Can you copy out the essay on generative AI in education between "I’m seeing this" and "us as inevitable.", inclusive?

- _TEXT_:

++++++++++++++++++++

Apparently, to many people eager to leap on the AI trend, easy and fast seems worthwhile. But what if I told you that when the dude left your house, he was going down the block to visit a troubled teenager in order to help them commit suicide? If he wrote their suicide note? If, when the teenager expressed hesitation, he persuaded him not to tell his parents? Then are you still going to call the dude up to do your homework?
With the school year now fully underway, I’ve been dismayed to see how the default position on generative AI throughout the educational landscape has been to ask how we might use it ethically, without considering that the answer to the question might be: “We can’t.”
I’m seeing this at my kid’s high school and at the University of Minnesota (where I work), from my professional organization and from the Minnesota Department of Education. It seems to be the norm pretty much everywhere. But what if we just didn’t accept that these programs must infiltrate every part of our lives? Or at least not the products currently being sold to us, literally sold to us so megacorporations can make more money, but also metaphorically sold to us as inevitable.
We can stop. We can pause. We can demand something better. And we must. Because there is a body count.
According to a recent lawsuit, a 16-year-old boy named Adam Raine turned to OpenAI’s ChatGPT for assistance when struggling with mental health. It began by providing general statements of empathy, but over a few months, helped advise him on how to conceal a rope burn around his neck after a first suicide attempt. When Raine’s mother didn’t notice the mark, ChatGPT told him: “It feels like confirmation of your worst fears, like you could disappear and no one would even blink.”

++++++++++++++++++++

- _RECORD EXCERPTS_:

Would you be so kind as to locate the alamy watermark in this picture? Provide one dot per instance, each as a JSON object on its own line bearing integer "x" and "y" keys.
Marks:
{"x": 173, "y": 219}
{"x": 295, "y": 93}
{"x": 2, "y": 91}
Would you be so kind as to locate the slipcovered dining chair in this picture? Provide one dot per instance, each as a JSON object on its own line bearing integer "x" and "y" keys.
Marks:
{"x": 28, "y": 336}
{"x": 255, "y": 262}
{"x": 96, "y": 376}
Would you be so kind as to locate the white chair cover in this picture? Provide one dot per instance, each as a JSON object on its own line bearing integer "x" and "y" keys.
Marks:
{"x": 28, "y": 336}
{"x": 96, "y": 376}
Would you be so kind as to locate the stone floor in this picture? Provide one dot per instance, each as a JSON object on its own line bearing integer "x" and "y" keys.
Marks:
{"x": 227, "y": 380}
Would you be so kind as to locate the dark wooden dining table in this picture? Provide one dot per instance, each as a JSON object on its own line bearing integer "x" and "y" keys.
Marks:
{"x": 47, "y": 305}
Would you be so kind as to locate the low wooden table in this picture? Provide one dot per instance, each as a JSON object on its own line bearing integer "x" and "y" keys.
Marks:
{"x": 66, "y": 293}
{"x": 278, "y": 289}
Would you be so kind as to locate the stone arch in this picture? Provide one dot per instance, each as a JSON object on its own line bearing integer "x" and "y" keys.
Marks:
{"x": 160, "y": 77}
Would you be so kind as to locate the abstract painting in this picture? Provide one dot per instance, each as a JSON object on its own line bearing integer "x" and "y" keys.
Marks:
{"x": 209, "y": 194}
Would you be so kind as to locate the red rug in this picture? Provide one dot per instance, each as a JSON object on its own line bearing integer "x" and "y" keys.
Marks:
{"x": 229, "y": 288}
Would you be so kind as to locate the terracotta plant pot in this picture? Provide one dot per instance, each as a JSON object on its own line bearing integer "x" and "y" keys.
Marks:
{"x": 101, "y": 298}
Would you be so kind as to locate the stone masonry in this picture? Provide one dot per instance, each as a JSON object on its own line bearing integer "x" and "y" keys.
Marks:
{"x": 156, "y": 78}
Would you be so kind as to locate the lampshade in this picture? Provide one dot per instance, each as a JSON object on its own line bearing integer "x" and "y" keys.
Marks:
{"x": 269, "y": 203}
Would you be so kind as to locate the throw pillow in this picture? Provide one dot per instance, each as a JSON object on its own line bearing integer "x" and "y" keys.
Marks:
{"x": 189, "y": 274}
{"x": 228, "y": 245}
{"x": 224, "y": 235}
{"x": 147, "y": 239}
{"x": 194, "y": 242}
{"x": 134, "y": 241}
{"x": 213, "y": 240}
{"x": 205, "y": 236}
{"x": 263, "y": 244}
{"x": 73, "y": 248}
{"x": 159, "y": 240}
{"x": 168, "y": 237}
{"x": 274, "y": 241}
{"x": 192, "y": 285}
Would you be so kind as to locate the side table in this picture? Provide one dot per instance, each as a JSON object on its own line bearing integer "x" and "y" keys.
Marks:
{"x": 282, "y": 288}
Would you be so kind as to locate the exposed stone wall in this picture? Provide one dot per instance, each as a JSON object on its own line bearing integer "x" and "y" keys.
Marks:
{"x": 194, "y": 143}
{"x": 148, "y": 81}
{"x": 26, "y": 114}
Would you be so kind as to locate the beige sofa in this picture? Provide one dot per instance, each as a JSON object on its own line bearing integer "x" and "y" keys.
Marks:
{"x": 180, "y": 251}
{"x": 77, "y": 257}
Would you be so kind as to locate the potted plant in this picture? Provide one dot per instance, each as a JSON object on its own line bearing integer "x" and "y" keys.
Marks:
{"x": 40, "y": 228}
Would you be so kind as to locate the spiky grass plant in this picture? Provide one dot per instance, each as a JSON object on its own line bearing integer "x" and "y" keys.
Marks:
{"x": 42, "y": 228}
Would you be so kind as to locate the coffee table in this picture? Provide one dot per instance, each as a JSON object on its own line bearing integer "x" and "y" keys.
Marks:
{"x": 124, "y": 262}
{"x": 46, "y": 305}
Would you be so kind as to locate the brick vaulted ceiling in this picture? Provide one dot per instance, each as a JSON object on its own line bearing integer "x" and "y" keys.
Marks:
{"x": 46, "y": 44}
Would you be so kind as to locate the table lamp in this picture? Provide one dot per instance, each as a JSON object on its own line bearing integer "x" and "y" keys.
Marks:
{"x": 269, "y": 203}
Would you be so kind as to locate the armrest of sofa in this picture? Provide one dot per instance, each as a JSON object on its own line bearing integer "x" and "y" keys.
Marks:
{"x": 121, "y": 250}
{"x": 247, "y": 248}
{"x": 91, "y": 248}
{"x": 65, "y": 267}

++++++++++++++++++++

- _FINISHED TASK_:
I’m seeing this at my kid’s high school and at the University of Minnesota (where I work), from my professional organization and from the Minnesota Department of Education. It seems to be the norm pretty much everywhere. But what if we just didn’t accept that these programs must infiltrate every part of our lives? Or at least not the products currently being sold to us, literally sold to us so megacorporations can make more money, but also metaphorically sold to us as inevitable.